- What you are asked to do
Write out the whole listing exactly as it stands.

- The input

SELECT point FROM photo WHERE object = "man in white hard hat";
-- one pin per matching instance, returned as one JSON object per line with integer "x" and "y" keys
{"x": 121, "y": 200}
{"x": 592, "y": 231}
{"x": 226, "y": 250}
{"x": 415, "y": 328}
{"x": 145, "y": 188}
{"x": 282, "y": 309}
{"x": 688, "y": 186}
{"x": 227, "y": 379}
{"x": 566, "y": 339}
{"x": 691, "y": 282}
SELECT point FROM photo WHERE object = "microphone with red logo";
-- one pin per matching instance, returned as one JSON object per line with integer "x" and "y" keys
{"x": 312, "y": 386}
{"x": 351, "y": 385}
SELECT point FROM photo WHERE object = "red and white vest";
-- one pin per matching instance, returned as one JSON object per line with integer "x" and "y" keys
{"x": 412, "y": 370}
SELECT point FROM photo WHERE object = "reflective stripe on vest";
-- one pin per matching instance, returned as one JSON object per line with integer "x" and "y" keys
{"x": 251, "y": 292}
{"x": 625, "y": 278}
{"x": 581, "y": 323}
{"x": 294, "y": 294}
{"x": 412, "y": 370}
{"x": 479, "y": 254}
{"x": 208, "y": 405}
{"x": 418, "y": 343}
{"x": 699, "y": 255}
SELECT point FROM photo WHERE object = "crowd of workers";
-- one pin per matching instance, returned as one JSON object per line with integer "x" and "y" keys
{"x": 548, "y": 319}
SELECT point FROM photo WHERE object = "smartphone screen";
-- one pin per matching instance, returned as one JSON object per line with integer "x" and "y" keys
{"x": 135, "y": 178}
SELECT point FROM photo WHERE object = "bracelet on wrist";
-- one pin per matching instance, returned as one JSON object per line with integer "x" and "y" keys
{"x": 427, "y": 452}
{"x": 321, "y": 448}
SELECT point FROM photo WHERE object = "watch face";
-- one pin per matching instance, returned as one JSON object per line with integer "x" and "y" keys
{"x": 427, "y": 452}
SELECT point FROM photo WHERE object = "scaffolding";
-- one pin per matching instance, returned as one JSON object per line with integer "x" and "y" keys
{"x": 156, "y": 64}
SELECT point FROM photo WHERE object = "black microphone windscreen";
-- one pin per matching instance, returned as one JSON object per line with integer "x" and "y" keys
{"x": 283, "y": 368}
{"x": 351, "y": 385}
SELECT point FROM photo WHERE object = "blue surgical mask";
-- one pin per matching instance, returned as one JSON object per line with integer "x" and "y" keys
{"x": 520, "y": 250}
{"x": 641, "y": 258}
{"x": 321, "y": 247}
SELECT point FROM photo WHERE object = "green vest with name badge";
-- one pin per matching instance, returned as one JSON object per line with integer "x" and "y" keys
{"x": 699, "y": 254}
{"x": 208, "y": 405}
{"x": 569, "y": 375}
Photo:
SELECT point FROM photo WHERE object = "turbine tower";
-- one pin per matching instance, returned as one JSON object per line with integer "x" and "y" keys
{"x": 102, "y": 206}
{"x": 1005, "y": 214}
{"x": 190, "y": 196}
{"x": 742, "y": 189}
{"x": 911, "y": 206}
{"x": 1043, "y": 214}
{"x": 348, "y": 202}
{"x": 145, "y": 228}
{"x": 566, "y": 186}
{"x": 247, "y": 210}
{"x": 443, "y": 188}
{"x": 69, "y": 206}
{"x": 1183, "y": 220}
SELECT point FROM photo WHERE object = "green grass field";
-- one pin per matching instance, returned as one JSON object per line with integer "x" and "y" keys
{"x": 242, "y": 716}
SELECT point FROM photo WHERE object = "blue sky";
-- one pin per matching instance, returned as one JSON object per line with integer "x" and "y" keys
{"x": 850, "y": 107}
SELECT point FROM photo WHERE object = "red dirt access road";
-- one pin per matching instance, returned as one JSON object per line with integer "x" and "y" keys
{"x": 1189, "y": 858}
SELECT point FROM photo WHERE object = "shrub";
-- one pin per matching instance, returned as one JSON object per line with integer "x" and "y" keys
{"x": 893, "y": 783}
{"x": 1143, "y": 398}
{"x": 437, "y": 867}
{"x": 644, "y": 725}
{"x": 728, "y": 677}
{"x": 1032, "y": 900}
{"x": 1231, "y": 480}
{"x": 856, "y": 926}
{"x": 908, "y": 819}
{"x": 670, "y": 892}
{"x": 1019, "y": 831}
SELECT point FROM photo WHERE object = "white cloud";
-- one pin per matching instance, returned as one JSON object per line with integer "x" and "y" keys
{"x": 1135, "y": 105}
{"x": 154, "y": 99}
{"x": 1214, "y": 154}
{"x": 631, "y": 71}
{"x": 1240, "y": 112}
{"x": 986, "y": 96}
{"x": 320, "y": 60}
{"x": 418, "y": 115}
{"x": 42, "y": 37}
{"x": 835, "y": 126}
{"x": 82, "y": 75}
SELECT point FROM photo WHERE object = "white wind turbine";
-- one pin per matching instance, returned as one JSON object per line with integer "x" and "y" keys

- Output of the exercise
SELECT point FROM photo WHERE object = "man in white hard hat";
-- one pin per matching instance, returned as one JSON object per line with integer "x" and "y" keys
{"x": 121, "y": 200}
{"x": 592, "y": 231}
{"x": 226, "y": 250}
{"x": 415, "y": 328}
{"x": 145, "y": 188}
{"x": 282, "y": 309}
{"x": 688, "y": 186}
{"x": 227, "y": 379}
{"x": 566, "y": 339}
{"x": 691, "y": 282}
SELECT point FROM photo WHERE object = "microphone with red logo";
-- one pin per matching instance, returned as one JSON object per line with integer "x" and "y" keys
{"x": 312, "y": 386}
{"x": 351, "y": 385}
SELECT point FROM photo WHERE object = "red and white vest";
-- one pin per matching instance, returned as one JSON object per line with integer "x" and "y" keys
{"x": 412, "y": 370}
SELECT point FROM photo WHERE object = "reflective stripe on vest";
-- one pin per matching instance, returned as one JSON object per line with integer "x" and "y" keys
{"x": 251, "y": 292}
{"x": 625, "y": 278}
{"x": 581, "y": 323}
{"x": 294, "y": 294}
{"x": 412, "y": 370}
{"x": 479, "y": 254}
{"x": 208, "y": 405}
{"x": 418, "y": 343}
{"x": 699, "y": 255}
SELECT point FROM photo WHERE object = "crowd of workers";
-- one pin per matching instance, returned as one JSON object per line with integer "x" and "y" keys
{"x": 548, "y": 319}
SELECT point FROM photo WHERE object = "smartphone screen";
-- one pin per matching instance, returned as one JSON object per line with integer "x" and "y" keys
{"x": 135, "y": 178}
SELECT point FROM photo WHERE object = "bracelet on wrist";
-- one pin per matching instance, returned as one JSON object per line with integer "x" and "y" keys
{"x": 427, "y": 452}
{"x": 321, "y": 448}
SELECT point FROM photo WHERE object = "watch face";
-- one pin per matching instance, returned as one JSON object per line with integer "x" and "y" keys
{"x": 427, "y": 452}
SELECT point FROM photo WHERE object = "scaffolding";
-- one pin per matching instance, returned as one JSON object per line with integer "x" and "y" keys
{"x": 156, "y": 64}
SELECT point FROM photo WHERE object = "black microphone windscreen";
-- one pin per matching instance, returned as one JSON object per line with integer "x" and "y" keys
{"x": 283, "y": 368}
{"x": 351, "y": 385}
SELECT point FROM photo WHERE object = "blue surgical mask";
-- one pin per matching instance, returned as one JSON object per line with integer "x" and "y" keys
{"x": 520, "y": 250}
{"x": 641, "y": 258}
{"x": 321, "y": 247}
SELECT point FROM photo WHERE object = "green vest with name badge";
-- one pin per matching instance, returned as one JSON object per line with integer "x" and "y" keys
{"x": 699, "y": 254}
{"x": 208, "y": 405}
{"x": 569, "y": 375}
Photo:
SELECT point FROM photo WHERE object = "turbine tower";
-- one pin per matching instance, returned as one JSON object per line with integer "x" and "y" keys
{"x": 102, "y": 206}
{"x": 1005, "y": 214}
{"x": 190, "y": 196}
{"x": 742, "y": 189}
{"x": 911, "y": 206}
{"x": 1043, "y": 214}
{"x": 348, "y": 202}
{"x": 145, "y": 228}
{"x": 566, "y": 186}
{"x": 247, "y": 210}
{"x": 443, "y": 188}
{"x": 69, "y": 206}
{"x": 1183, "y": 220}
SELECT point FROM photo WHERE object = "green grass field";
-- one pin per matching instance, returned as one JSON object per line with integer "x" and "y" keys
{"x": 242, "y": 716}
SELECT point FROM photo WHERE object = "blue sky";
-- one pin per matching instance, returned as one JSON object per line with integer "x" and "y" keys
{"x": 850, "y": 107}
SELECT point FROM photo WHERE object = "red dirt access road";
-- one pin per matching instance, returned as one JSON object per line with integer "x" and "y" keys
{"x": 1189, "y": 858}
SELECT point FROM photo WHERE object = "shrub";
-- one pin per matching instance, returned as one JSON object per line with integer "x" and "y" keys
{"x": 893, "y": 783}
{"x": 1143, "y": 398}
{"x": 437, "y": 867}
{"x": 644, "y": 725}
{"x": 728, "y": 677}
{"x": 1032, "y": 900}
{"x": 1231, "y": 480}
{"x": 856, "y": 926}
{"x": 908, "y": 819}
{"x": 670, "y": 892}
{"x": 1019, "y": 831}
SELECT point FROM photo WHERE object = "white cloud";
-- one pin per matching instance, returned as one JSON object per line with integer "x" and "y" keys
{"x": 1135, "y": 105}
{"x": 154, "y": 99}
{"x": 1214, "y": 154}
{"x": 631, "y": 71}
{"x": 1240, "y": 112}
{"x": 986, "y": 96}
{"x": 320, "y": 60}
{"x": 418, "y": 115}
{"x": 42, "y": 37}
{"x": 835, "y": 126}
{"x": 82, "y": 75}
SELECT point FROM photo WHERE object = "white wind turbine";
-- one pin per matching instance, returned as one JSON object per line with integer "x" and "y" keys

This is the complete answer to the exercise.